▶ [Stated goal 1]: In the London walk text, which cemetery does the writer turn into at the top of the hill?

▶ [Text extract]:
----------

As my London journeys progress, it becomes increasingly evident to me that each trip seems to develop its own themes contrary to any conscious intention of mine.  This could be an effect of the particular terrain covered on the day or external factors such as weather, time of day etc, or it could be due entirely to chance.  Whatever the reason, I find that certain connections seem to form before my very eyes - as Peter Ackroyd wrote in the introduction to Faux Amis "We know everything in the city connects.  Nothing possesses a single or exclusive life."

I have already identified a sporting theme in this journey but running alongside this is a darker narrative dealing with remembrance and death.  At the entrance to a small park, I chance upon a war memorial laden with poppy wreaths.  Turning onto the main road shortly afterwards I come across a mountain of floral tributes heaped at the side of the road - the site of some unknown traffic accident involving a lover of Carlsberg lager.  Moments later I look up and spot a sign for a funeral director.....




Working my way up the map, at the top of the hill I turn off the road into Chingford Mount Cemetery, a gloriously over-the-top resting place for the dead of the parish, the serried rows of graves decked out in a riot of flowers, stuffed toys and associated memorabilia.  Many of the graves sport photographs of the dead, forever suspended in some moment from happier days, looking out accusingly at the living.  The whole effect is one of rampant sentimentality, touching at first - all those lives snuffed out or cut tragically short, still mourned.  All the outpouring of grief made concrete in words and objects.  But after a while, I begin to feel slightly uneasy, as though I am intruding on some private moment of grief, like a stranger at a funeral.

----------

▶ [Records]:

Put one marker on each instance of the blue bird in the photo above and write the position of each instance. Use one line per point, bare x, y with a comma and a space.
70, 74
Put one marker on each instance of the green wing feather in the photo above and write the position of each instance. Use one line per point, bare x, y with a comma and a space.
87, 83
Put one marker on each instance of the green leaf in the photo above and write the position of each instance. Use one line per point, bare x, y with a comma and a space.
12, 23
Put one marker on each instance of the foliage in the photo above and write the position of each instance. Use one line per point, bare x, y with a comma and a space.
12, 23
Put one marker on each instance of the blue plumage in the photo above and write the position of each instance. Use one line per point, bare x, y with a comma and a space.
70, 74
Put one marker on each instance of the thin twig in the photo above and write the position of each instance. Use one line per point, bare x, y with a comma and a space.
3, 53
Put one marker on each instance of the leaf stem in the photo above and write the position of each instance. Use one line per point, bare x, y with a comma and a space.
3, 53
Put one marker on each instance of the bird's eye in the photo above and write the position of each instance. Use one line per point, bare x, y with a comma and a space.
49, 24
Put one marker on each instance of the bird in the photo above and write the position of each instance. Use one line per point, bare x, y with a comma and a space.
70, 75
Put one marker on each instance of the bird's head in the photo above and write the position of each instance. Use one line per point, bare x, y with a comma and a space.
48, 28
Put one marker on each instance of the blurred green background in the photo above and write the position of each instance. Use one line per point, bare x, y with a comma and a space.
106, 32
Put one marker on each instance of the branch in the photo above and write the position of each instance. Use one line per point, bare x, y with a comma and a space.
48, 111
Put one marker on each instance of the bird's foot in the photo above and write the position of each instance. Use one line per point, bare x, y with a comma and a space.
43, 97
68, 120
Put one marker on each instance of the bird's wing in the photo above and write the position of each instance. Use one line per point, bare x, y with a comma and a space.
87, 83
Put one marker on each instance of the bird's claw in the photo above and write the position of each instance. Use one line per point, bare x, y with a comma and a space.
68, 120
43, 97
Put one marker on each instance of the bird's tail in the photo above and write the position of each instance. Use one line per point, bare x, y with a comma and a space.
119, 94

----------

▶ [Stated goal 2]: Please list every line of the rows that contains the word "blue", copying each one in full.

▶ [Finished answer 1]: Chingford Mount Cemetery.

▶ [Finished answer 2]:
Put one marker on each instance of the blue bird in the photo above and write the position of each instance. Use one line per point, bare x, y with a comma and a space.
Put one marker on each instance of the blue plumage in the photo above and write the position of each instance. Use one line per point, bare x, y with a comma and a space.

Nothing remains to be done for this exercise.